→ Instructions for the task:
Extract each line of the data below exactly as written.

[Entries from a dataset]
******************************

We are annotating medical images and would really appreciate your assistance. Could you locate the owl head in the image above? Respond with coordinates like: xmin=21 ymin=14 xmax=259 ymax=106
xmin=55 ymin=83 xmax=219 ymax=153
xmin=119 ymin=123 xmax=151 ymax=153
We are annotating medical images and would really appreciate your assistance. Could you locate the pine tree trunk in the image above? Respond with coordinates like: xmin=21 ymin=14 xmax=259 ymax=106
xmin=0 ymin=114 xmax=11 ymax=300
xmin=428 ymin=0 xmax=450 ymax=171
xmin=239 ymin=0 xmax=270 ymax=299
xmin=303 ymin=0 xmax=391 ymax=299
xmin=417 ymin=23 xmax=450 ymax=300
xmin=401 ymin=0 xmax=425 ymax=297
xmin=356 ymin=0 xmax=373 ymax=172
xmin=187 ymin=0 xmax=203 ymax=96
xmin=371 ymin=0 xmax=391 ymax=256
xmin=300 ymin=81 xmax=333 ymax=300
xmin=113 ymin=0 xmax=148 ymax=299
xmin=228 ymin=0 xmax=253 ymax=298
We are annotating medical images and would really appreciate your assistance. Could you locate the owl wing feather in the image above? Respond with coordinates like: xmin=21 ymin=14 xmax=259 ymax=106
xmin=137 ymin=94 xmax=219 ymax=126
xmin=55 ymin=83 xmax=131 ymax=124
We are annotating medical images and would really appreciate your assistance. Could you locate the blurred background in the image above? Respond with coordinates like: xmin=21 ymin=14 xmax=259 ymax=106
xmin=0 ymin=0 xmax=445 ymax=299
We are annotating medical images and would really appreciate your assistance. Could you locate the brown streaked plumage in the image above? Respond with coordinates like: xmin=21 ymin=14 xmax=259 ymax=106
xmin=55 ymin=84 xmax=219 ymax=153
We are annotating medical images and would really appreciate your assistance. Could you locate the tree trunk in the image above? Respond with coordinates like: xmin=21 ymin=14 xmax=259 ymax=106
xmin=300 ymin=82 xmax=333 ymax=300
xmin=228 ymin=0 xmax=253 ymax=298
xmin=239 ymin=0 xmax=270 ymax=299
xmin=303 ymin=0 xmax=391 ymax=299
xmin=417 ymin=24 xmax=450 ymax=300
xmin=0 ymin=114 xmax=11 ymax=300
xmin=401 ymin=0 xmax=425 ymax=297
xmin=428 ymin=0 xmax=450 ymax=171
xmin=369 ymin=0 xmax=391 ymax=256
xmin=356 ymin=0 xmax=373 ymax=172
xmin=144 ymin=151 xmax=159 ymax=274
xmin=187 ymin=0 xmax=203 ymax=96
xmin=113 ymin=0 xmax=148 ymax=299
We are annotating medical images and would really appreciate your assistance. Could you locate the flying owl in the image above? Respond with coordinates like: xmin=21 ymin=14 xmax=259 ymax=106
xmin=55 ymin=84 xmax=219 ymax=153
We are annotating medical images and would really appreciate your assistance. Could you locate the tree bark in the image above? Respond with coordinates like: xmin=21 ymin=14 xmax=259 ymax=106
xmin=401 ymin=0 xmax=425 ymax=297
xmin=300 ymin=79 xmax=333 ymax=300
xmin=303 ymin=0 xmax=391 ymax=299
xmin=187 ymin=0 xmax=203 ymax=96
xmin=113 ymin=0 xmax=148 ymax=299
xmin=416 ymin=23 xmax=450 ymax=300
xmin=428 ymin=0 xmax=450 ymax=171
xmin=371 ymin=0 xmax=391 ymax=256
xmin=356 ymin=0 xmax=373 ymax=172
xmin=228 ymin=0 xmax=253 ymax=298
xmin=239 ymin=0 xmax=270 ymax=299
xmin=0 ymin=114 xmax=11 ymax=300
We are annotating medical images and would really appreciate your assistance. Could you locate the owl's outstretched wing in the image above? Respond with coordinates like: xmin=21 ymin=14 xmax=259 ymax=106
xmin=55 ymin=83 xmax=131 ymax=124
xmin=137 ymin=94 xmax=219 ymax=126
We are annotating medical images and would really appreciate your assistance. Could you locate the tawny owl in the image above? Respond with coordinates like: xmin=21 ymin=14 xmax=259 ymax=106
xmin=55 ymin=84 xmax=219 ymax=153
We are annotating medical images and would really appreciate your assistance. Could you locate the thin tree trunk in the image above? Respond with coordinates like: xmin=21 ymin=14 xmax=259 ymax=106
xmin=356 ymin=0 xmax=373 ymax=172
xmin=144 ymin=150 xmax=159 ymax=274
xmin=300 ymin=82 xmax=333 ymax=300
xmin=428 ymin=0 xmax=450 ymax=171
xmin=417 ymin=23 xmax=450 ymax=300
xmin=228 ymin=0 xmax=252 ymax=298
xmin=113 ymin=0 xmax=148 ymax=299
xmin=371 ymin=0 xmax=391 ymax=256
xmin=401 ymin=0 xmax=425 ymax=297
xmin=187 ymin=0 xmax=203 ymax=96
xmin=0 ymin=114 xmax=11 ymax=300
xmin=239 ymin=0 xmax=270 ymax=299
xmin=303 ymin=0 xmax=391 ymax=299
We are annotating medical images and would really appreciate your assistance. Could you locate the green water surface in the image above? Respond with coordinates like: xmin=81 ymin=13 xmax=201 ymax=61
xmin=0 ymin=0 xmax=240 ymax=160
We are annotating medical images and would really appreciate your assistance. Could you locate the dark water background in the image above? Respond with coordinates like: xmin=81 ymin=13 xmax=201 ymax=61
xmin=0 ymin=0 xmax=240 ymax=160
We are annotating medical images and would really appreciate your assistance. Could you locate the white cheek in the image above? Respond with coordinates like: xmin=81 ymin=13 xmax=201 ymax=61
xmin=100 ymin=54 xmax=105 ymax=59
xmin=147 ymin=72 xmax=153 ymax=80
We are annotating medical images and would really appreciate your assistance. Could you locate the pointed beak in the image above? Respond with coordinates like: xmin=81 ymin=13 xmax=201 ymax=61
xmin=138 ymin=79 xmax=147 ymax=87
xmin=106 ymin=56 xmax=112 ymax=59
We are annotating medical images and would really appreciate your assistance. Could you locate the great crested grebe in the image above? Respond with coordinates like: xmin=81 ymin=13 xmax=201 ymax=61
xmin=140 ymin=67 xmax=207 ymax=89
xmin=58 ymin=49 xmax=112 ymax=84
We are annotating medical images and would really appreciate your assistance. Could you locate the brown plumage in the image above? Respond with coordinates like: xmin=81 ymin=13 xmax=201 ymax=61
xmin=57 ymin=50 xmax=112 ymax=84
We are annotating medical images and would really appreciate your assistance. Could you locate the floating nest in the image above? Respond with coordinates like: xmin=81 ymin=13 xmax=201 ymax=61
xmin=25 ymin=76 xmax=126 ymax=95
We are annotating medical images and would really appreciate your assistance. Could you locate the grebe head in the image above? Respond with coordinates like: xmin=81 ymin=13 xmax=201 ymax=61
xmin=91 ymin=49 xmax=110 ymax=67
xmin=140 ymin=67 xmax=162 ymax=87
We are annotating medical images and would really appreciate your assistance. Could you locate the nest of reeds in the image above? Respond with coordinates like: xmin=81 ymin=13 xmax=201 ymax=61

******************************

→ Answer to this problem:
We are annotating medical images and would really appreciate your assistance. Could you locate the owl head in the image above? Respond with coordinates like: xmin=21 ymin=14 xmax=259 ymax=106
xmin=55 ymin=83 xmax=219 ymax=153
xmin=119 ymin=123 xmax=151 ymax=153
We are annotating medical images and would really appreciate your assistance. Could you locate the pine tree trunk in the image above? Respond with coordinates like: xmin=21 ymin=14 xmax=259 ymax=106
xmin=0 ymin=114 xmax=11 ymax=300
xmin=428 ymin=0 xmax=450 ymax=171
xmin=239 ymin=0 xmax=270 ymax=299
xmin=303 ymin=0 xmax=391 ymax=299
xmin=417 ymin=23 xmax=450 ymax=300
xmin=401 ymin=0 xmax=425 ymax=297
xmin=356 ymin=0 xmax=373 ymax=172
xmin=187 ymin=0 xmax=203 ymax=96
xmin=371 ymin=0 xmax=391 ymax=256
xmin=300 ymin=81 xmax=333 ymax=300
xmin=113 ymin=0 xmax=148 ymax=299
xmin=228 ymin=0 xmax=253 ymax=298
We are annotating medical images and would really appreciate your assistance. Could you locate the owl wing feather in the image above? Respond with coordinates like: xmin=21 ymin=14 xmax=259 ymax=106
xmin=137 ymin=94 xmax=219 ymax=126
xmin=55 ymin=83 xmax=131 ymax=124
We are annotating medical images and would really appreciate your assistance. Could you locate the blurred background in the image above? Respond with coordinates like: xmin=21 ymin=14 xmax=259 ymax=106
xmin=0 ymin=0 xmax=445 ymax=299
We are annotating medical images and would really appreciate your assistance. Could you locate the brown streaked plumage in the image above? Respond with coordinates like: xmin=21 ymin=14 xmax=259 ymax=106
xmin=55 ymin=84 xmax=219 ymax=153
We are annotating medical images and would really appreciate your assistance. Could you locate the tree trunk in the image above? Respond with coordinates like: xmin=21 ymin=14 xmax=259 ymax=106
xmin=300 ymin=82 xmax=333 ymax=300
xmin=228 ymin=0 xmax=253 ymax=298
xmin=239 ymin=0 xmax=270 ymax=299
xmin=303 ymin=0 xmax=391 ymax=299
xmin=417 ymin=24 xmax=450 ymax=300
xmin=0 ymin=114 xmax=11 ymax=300
xmin=401 ymin=0 xmax=425 ymax=297
xmin=428 ymin=0 xmax=450 ymax=171
xmin=369 ymin=0 xmax=391 ymax=256
xmin=356 ymin=0 xmax=373 ymax=172
xmin=144 ymin=151 xmax=159 ymax=274
xmin=187 ymin=0 xmax=203 ymax=96
xmin=113 ymin=0 xmax=148 ymax=299
We are annotating medical images and would really appreciate your assistance. Could you locate the flying owl in the image above? Respond with coordinates like: xmin=21 ymin=14 xmax=259 ymax=106
xmin=55 ymin=84 xmax=219 ymax=153
We are annotating medical images and would really appreciate your assistance. Could you locate the tree bark in the image above? Respond with coordinates like: xmin=21 ymin=14 xmax=259 ymax=106
xmin=401 ymin=0 xmax=425 ymax=297
xmin=300 ymin=79 xmax=333 ymax=300
xmin=303 ymin=0 xmax=391 ymax=299
xmin=187 ymin=0 xmax=203 ymax=96
xmin=113 ymin=0 xmax=148 ymax=299
xmin=416 ymin=23 xmax=450 ymax=300
xmin=428 ymin=0 xmax=450 ymax=171
xmin=371 ymin=0 xmax=391 ymax=256
xmin=356 ymin=0 xmax=373 ymax=172
xmin=228 ymin=0 xmax=253 ymax=298
xmin=239 ymin=0 xmax=270 ymax=299
xmin=0 ymin=114 xmax=11 ymax=300
We are annotating medical images and would really appreciate your assistance. Could you locate the owl's outstretched wing in the image above? Respond with coordinates like: xmin=21 ymin=14 xmax=259 ymax=106
xmin=55 ymin=83 xmax=131 ymax=124
xmin=137 ymin=94 xmax=219 ymax=126
We are annotating medical images and would really appreciate your assistance. Could you locate the tawny owl in the image above? Respond with coordinates like: xmin=21 ymin=14 xmax=259 ymax=106
xmin=55 ymin=84 xmax=219 ymax=153
We are annotating medical images and would really appreciate your assistance. Could you locate the thin tree trunk in the image above? Respond with coordinates like: xmin=21 ymin=14 xmax=259 ymax=106
xmin=356 ymin=0 xmax=373 ymax=172
xmin=144 ymin=150 xmax=159 ymax=274
xmin=300 ymin=82 xmax=333 ymax=300
xmin=428 ymin=0 xmax=450 ymax=171
xmin=417 ymin=23 xmax=450 ymax=300
xmin=228 ymin=0 xmax=252 ymax=298
xmin=113 ymin=0 xmax=148 ymax=299
xmin=371 ymin=0 xmax=391 ymax=256
xmin=401 ymin=0 xmax=425 ymax=297
xmin=187 ymin=0 xmax=203 ymax=96
xmin=0 ymin=114 xmax=11 ymax=300
xmin=239 ymin=0 xmax=270 ymax=299
xmin=303 ymin=0 xmax=391 ymax=299
We are annotating medical images and would really appreciate your assistance. Could you locate the green water surface in the image above? Respond with coordinates like: xmin=81 ymin=13 xmax=201 ymax=61
xmin=0 ymin=0 xmax=240 ymax=160
We are annotating medical images and would really appreciate your assistance. Could you locate the dark water background in the image above? Respond with coordinates like: xmin=81 ymin=13 xmax=201 ymax=61
xmin=0 ymin=0 xmax=240 ymax=160
We are annotating medical images and would really appreciate your assistance. Could you locate the white cheek in the image above? Respond with coordinates like: xmin=81 ymin=13 xmax=201 ymax=61
xmin=100 ymin=54 xmax=105 ymax=59
xmin=147 ymin=72 xmax=153 ymax=80
We are annotating medical images and would really appreciate your assistance. Could you locate the pointed beak in the image above? Respond with coordinates like: xmin=81 ymin=13 xmax=201 ymax=61
xmin=138 ymin=79 xmax=147 ymax=87
xmin=106 ymin=56 xmax=112 ymax=59
We are annotating medical images and would really appreciate your assistance. Could you locate the great crested grebe in the image above? Respond with coordinates like: xmin=81 ymin=13 xmax=201 ymax=61
xmin=140 ymin=67 xmax=207 ymax=89
xmin=58 ymin=49 xmax=112 ymax=84
We are annotating medical images and would really appreciate your assistance. Could you locate the brown plumage in the image above? Respond with coordinates like: xmin=81 ymin=13 xmax=201 ymax=61
xmin=57 ymin=50 xmax=112 ymax=84
We are annotating medical images and would really appreciate your assistance. Could you locate the floating nest in the image above? Respond with coordinates like: xmin=81 ymin=13 xmax=201 ymax=61
xmin=25 ymin=76 xmax=126 ymax=95
We are annotating medical images and would really appreciate your assistance. Could you locate the grebe head in the image above? Respond with coordinates like: xmin=81 ymin=13 xmax=201 ymax=61
xmin=91 ymin=49 xmax=110 ymax=67
xmin=140 ymin=67 xmax=162 ymax=87
We are annotating medical images and would really appreciate your assistance. Could you locate the nest of reeds in the image above? Respond with coordinates like: xmin=81 ymin=13 xmax=201 ymax=61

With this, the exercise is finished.